> [Extrait du document]:
——

Surveillance des infections du site opératoire après chirurgie pour cancer du sein : impact potentiel des nouvelles recommandations sur l’antibioprophylaxie
Position du problème et objectif(s) de l’étude
Les infections du site opératoire (ISO) après chirurgie pour cancer du sein (CCS) ont des conséquences redoutables : risque du sepsis, conséquences esthétiques et retard des traitements complémentaires. Appliquant les nouvelles nouvelles recommandations formalisées d'expert (RFE) sur l’antibioprophylaxie (ATBP) à partir de janvier 2024 (1), l’ATBP n’est plus indiquée pour les tumorectomies avec ganglion sentinelle (TGS). A la suite de l’enquête SPICMI (Surveillance et Prévention du Risque Infectieux en Chirurgie et Médecine Interventionnelle) 2024, une recrudescence des ISO en CCS dans notre établissement a conduit à étudier les facteurs ayant pu contribuer à cette augmentation, en ciblant particulièrement l’ATBP.
Matériel et méthodes
L’équipe opérationnelle d’Hygiène (EOH) a identifié 80 dossiers de patientes opérées en 2024, ayant présenté une ISO après CCS. Ces dossiers sont comparés à ceux de patientes opérées pendant la même période, à partir d’une cohorte issue de la base de données anesthésique qui les recueillent en vie réelle (Centricity Anesthesia General Electric). Les variables prises en compte sont l’âge, l’index de masse corporelle, le type et la durée de chirurgie, la réalisation d’une ATBP, sa dose, le moment de son injection (avant ou après l’incision) mais également la température du patient à l’arrivée en salle de réveil. L’administration d’ATBP et la température à l'arrivée en SSPI ont été colligées sur 5 ans. Cette démarche qualité, commanditée par l’institution n’a pas nécessité d’accord du comité d’éthique.

——

> [Questions à traiter]:
a) Résumez en deux phrases le texte sur les infections du site opératoire après chirurgie pour cancer du sein.
b) Poursuivez le texte sur les infections du site opératoire après chirurgie pour cancer du sein à la suite de sa dernière phrase.

[Entrées enregistrées]
——

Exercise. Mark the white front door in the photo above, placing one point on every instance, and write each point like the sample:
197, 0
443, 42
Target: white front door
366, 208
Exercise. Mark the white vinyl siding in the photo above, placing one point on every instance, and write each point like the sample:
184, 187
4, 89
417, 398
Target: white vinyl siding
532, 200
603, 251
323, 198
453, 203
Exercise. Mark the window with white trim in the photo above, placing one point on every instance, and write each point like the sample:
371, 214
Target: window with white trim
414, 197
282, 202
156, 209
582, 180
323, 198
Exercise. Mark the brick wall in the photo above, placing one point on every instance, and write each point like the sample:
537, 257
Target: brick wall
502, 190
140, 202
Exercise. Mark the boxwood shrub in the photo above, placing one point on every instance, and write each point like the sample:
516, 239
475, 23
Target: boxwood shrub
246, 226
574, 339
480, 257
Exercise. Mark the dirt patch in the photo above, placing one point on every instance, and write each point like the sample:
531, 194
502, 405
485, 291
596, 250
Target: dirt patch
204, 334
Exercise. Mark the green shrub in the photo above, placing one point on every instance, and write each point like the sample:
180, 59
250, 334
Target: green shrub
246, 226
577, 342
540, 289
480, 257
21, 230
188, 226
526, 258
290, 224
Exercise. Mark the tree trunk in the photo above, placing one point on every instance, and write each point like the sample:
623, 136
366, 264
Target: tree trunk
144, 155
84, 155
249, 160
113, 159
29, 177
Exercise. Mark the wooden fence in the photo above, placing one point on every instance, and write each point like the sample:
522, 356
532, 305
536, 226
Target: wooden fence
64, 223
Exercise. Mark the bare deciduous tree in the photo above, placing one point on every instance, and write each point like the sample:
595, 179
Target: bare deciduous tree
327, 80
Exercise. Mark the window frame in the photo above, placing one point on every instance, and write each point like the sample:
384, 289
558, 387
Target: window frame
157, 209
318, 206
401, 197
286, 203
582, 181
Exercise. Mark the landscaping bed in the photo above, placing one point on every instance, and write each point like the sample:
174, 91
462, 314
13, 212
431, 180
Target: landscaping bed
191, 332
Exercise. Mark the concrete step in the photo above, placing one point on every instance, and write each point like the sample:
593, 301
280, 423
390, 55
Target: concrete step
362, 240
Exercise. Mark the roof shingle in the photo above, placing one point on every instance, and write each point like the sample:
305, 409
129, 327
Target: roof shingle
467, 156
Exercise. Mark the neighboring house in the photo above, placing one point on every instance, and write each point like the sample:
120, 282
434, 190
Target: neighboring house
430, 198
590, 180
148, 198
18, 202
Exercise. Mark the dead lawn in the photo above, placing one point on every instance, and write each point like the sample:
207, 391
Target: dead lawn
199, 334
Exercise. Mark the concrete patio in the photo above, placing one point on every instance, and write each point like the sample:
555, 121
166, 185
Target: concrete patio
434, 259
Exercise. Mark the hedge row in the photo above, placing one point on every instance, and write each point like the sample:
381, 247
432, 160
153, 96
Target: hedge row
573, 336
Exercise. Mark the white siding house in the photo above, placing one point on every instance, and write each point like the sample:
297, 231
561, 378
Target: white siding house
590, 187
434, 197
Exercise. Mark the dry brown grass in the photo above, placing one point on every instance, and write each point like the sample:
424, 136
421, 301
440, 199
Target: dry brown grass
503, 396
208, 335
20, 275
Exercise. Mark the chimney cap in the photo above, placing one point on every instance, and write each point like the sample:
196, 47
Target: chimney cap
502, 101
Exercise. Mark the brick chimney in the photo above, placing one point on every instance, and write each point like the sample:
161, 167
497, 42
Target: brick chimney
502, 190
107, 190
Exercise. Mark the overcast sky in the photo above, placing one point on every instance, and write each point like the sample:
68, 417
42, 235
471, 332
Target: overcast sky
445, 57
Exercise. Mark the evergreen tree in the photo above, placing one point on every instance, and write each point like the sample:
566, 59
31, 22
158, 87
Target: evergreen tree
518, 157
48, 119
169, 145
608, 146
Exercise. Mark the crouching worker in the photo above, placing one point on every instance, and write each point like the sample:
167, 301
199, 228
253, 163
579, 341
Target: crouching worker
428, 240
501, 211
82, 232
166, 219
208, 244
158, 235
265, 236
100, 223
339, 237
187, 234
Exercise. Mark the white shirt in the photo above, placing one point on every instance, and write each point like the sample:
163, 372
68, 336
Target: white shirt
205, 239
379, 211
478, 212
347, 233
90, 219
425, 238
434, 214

——

> [Liste des réponses]:
a) Depuis janvier 2024, les nouvelles recommandations d'experts ne prévoient plus d'antibioprophylaxie pour les tumorectomies avec ganglion sentinelle, et l'enquête SPICMI 2024 a été suivie d'une recrudescence des infections du site opératoire après chirurgie pour cancer du sein dans l'établissement. Pour étudier les facteurs de cette hausse, en particulier l'antibioprophylaxie, l'équipe d'hygiène a comparé 80 dossiers de patientes infectées opérées en 2024 à une cohorte de patientes opérées sur la même période, en tenant compte notamment de l'âge, de l'indice de masse corporelle, du type et de la durée de chirurgie, de l'antibioprophylaxie et de la température à l'arrivée en salle de réveil.

b)
Résultats & Discussion
Nous avons analysé une cohorte de 10395 interventions sur 5 ans depuis 2024. On remarque une diminution du pourcentage des TGS qui reçoivent une ATBP, suivant la mise à jour des RFE en 2024 (Figure 1). La température à l’arrivée en SSPI est restée stable de 2020 à 2024. Pour l'étude entre les cas (n=80) et la cohorte de la même période en 2024 (n= 2455) , les caractéristiques démographiques des deux groupes sont similaires, mais les cas présentent une prévalence plus élevée d’obésité (Tableau 1). ATBP varie selon le type d’intervention, mais reste cohérente entre cas et cohorte. Le % de patients ayant reçu une ATBP pour TGS s’est effondré en 2024. La durée d’intervention est plus longue dans les cas et dépasse 2 heures (74% des cas vs 54% dans la cohorte). La durée allongée de chirurgie des cas pourrait être liée à l’association plus fréquente d’un geste de plastie, sans ATBP. En complément, les tumorectomies ont une durée de plus de deux heures, (76% de cas vs 52% dans la cohorte). La limitation actuelle de ce travail réside dans l’absence d’analyse statistique qui est en cours de réalisation.
Conclusion
Une diminution de l’administration d’ATBP a été observée, conformément aux attentes à la suite de la publication de la RFE. A la suite de cette enquête, les actions d’amélioration devraient porter sur la nécessité de tenir compte du surpoids et de l’augmentation de la durée de chirurgie liée aux gestes associés de plastie qui allongent la durée de chirurgie au-delà de 2 heures. En accord avec un premier retour de la SFAR faisant suite à la RFE (2), la littérature est insuffisante à ce jour pour l’ATBP de certains actes de chirurgie. Ces premières données récentes peuvent contribuer à mieux cibler certains actes en (CCS).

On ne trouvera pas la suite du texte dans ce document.